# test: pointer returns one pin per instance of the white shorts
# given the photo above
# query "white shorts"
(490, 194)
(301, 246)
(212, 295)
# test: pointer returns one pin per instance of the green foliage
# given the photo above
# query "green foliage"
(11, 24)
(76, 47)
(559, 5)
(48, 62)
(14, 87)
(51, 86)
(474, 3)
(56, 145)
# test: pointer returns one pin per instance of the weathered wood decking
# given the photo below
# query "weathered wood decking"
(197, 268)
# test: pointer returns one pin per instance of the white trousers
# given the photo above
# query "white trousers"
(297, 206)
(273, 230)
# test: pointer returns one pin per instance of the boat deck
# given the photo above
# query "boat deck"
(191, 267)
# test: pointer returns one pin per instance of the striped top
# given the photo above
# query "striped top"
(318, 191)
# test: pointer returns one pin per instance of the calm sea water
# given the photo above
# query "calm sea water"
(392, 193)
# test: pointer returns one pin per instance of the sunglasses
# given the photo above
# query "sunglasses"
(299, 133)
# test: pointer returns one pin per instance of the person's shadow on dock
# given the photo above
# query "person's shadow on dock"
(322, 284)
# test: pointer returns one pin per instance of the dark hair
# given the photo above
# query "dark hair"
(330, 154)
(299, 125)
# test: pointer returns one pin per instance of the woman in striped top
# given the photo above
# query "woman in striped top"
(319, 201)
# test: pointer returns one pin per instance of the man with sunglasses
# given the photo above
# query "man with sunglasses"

++++++

Using the same words as the original, repeat the records above.

• Exercise answer
# test: pointer returns one pin per instance of the white shorts
# given the photo above
# query "white shorts"
(490, 194)
(301, 246)
(212, 295)
# test: pointer returns one pin per instance of the green foliage
# given the photo above
# query "green foliage"
(11, 24)
(76, 47)
(559, 5)
(48, 62)
(14, 87)
(51, 86)
(474, 3)
(56, 145)
# test: pointer returns one pin per instance of the weathered wood decking
# given the photo below
# query "weathered wood decking"
(197, 268)
# test: pointer returns one pin per instance of the white trousers
# given the photo above
# query "white trousers"
(297, 206)
(273, 230)
# test: pointer returns one pin per instance of the boat deck
# given the photo above
# query "boat deck"
(191, 267)
# test: pointer returns one pin per instance of the striped top
# given the photo above
# query "striped top"
(318, 191)
# test: pointer returns one pin per instance of the calm sea water
# given the photo above
# query "calm sea water"
(392, 193)
# test: pointer returns one pin per instance of the sunglasses
# given the photo above
# query "sunglasses"
(299, 133)
# test: pointer returns one pin per instance of the person's shadow on dock
# given the photo above
# query "person's shadow on dock"
(322, 284)
# test: pointer returns one pin per instance of the dark hair
# given the photo above
# query "dark hair"
(330, 154)
(299, 125)
# test: pointer returns one pin per instance of the woman in striped top
# given the photo above
# query "woman in striped top"
(319, 201)
# test: pointer returns one pin per instance of the man with sunglasses
# given the photo above
# query "man with sunglasses"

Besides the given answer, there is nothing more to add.